## WHAT THE TASK REQUIRES
Extract the line that contains "For every instance of the bridge deck" and every line after it to the end of the records below, exactly as written and nothing else.

## PROVIDED ENTRIES
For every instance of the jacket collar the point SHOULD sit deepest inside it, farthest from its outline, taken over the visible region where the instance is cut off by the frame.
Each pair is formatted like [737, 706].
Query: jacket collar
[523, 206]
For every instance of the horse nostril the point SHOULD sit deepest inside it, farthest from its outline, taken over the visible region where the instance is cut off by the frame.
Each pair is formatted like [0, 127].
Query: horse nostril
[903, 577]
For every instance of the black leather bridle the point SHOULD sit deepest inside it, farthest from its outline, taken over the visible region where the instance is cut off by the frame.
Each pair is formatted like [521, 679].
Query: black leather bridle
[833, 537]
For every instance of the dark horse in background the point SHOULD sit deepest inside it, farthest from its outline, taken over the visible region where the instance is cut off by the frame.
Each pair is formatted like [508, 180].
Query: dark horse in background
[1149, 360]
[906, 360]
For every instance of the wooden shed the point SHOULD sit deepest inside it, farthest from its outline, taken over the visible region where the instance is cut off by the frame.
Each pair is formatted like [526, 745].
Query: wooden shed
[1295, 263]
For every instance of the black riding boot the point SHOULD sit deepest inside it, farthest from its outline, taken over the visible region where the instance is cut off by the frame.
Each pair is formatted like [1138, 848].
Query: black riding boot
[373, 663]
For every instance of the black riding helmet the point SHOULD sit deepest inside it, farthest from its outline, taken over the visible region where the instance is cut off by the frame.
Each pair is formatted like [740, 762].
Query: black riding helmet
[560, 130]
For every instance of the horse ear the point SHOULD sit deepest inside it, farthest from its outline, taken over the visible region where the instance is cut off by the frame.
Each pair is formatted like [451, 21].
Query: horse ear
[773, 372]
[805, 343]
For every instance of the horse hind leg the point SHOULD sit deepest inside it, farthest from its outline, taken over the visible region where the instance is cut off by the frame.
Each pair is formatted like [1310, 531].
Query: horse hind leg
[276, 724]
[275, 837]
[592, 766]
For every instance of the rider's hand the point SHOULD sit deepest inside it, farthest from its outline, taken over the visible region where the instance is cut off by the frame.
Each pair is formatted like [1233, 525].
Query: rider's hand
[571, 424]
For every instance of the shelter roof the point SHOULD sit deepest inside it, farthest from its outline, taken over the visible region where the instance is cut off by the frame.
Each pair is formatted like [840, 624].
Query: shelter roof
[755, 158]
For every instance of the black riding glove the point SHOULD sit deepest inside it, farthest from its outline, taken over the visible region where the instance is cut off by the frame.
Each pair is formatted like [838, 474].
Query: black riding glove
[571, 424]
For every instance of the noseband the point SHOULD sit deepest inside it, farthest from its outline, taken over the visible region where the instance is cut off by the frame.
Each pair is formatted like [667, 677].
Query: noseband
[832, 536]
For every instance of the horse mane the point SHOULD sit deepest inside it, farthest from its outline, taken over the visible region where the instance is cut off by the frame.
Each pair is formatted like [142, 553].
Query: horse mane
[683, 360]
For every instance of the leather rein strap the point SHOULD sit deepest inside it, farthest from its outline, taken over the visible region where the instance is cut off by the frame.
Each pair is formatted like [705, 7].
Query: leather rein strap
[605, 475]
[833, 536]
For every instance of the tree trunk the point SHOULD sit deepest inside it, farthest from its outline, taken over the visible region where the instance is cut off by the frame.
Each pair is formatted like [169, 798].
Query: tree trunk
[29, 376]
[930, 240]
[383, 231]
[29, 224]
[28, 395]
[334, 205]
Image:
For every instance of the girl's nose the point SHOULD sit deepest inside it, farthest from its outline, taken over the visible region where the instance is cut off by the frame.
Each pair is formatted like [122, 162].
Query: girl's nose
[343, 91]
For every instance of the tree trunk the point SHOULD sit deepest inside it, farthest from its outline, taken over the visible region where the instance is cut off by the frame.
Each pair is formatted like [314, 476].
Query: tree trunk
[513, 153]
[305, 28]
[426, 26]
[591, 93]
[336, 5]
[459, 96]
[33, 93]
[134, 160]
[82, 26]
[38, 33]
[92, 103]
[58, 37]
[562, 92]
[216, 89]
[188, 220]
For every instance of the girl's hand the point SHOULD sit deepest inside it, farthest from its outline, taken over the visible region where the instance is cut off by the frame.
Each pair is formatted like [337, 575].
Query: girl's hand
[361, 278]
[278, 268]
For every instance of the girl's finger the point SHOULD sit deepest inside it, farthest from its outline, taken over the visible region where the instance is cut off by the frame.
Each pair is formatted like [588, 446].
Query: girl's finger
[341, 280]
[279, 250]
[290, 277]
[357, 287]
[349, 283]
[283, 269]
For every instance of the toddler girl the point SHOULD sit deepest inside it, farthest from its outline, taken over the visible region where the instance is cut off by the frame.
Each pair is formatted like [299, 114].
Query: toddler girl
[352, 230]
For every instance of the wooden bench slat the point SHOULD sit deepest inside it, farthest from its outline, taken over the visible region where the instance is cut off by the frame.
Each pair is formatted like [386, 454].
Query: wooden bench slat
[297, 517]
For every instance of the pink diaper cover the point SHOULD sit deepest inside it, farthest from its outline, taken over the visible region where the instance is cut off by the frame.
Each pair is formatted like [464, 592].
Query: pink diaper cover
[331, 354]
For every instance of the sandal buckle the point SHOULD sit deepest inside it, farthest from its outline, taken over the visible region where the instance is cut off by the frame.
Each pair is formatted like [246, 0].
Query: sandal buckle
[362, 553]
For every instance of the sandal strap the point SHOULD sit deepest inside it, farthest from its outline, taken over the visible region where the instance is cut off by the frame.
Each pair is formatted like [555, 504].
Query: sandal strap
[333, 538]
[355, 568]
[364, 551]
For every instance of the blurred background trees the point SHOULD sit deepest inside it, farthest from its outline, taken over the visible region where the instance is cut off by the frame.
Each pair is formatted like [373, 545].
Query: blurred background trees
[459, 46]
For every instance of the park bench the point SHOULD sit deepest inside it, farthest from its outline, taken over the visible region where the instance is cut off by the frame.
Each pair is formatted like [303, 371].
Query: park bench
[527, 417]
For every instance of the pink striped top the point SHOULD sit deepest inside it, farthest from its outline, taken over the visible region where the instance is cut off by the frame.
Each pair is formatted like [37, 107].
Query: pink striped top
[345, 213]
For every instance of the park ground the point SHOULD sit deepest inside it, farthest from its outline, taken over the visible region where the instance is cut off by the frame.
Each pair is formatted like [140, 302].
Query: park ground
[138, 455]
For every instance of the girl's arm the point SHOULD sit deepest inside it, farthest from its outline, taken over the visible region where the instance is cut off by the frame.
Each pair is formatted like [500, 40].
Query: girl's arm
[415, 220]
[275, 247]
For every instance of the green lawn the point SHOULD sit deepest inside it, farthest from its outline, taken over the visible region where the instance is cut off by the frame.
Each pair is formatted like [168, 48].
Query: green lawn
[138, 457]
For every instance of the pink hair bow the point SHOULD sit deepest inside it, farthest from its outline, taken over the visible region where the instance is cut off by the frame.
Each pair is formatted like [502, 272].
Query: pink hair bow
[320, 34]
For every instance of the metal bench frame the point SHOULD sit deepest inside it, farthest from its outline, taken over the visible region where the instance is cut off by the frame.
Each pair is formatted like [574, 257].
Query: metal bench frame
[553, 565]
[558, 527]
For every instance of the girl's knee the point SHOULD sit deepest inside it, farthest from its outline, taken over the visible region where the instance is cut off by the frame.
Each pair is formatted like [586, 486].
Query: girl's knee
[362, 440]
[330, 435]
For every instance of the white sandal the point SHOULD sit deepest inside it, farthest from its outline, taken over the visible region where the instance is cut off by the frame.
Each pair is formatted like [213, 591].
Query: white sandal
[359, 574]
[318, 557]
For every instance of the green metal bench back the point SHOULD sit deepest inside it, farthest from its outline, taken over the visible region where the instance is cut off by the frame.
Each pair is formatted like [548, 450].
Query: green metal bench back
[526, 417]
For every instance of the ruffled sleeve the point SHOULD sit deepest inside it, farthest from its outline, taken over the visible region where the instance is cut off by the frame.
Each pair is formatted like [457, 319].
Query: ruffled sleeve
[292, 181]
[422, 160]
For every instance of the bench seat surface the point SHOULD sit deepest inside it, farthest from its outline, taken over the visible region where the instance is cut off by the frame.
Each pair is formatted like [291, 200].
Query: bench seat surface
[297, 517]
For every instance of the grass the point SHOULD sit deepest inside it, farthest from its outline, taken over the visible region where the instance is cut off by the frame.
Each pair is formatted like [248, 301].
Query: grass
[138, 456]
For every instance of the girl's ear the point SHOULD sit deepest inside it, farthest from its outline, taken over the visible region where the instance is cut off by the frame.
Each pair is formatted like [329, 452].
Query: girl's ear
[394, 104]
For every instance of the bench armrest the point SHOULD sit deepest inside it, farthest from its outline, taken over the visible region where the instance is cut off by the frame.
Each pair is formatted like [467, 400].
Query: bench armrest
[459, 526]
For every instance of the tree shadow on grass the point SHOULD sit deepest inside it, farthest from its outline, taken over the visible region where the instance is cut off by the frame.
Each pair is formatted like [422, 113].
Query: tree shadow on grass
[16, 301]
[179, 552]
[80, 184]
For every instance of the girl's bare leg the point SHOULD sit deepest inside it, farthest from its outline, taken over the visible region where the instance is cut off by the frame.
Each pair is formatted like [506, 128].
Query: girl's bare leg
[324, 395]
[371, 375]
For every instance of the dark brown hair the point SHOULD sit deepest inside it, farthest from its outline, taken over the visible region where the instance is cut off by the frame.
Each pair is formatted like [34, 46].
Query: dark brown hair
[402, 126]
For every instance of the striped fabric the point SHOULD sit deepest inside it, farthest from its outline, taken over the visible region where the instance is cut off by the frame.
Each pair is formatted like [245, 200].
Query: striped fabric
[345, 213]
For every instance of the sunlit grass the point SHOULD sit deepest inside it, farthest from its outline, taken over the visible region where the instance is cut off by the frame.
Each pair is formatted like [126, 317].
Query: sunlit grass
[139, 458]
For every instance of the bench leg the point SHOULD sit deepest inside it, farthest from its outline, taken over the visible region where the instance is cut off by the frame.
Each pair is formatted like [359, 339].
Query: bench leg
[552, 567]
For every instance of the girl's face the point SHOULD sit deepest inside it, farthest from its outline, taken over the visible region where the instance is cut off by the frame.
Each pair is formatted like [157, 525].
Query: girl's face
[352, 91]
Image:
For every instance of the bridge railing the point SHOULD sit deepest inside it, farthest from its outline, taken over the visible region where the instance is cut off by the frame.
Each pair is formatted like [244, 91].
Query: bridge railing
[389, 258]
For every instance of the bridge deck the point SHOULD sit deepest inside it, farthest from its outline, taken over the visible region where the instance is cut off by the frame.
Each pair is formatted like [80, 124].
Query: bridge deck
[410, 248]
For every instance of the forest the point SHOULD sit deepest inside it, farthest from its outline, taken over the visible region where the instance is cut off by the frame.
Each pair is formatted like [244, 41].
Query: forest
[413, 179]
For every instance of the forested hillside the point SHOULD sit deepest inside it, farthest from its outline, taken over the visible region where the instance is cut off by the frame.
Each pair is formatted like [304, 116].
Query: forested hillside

## RESPONSE
For every instance of the bridge deck the point SHOULD sit deepest inside it, farthest from its outline, taken over the visible region where the instance is cut off by the frame.
Each pair is formatted like [80, 124].
Query: bridge deck
[410, 248]
For every instance of the forest the point SHOULD sit deepest inside it, farthest from its outline, taken over the visible region where the instance is cut off by the frame.
Each pair is formatted like [244, 41].
Query: forest
[413, 179]
For every instance of the forested hillside the point SHOULD sit deepest inside it, farthest from its outline, taken over the visible region where the instance is cut off by the frame.
Each pair is formatted like [304, 116].
Query: forested hillside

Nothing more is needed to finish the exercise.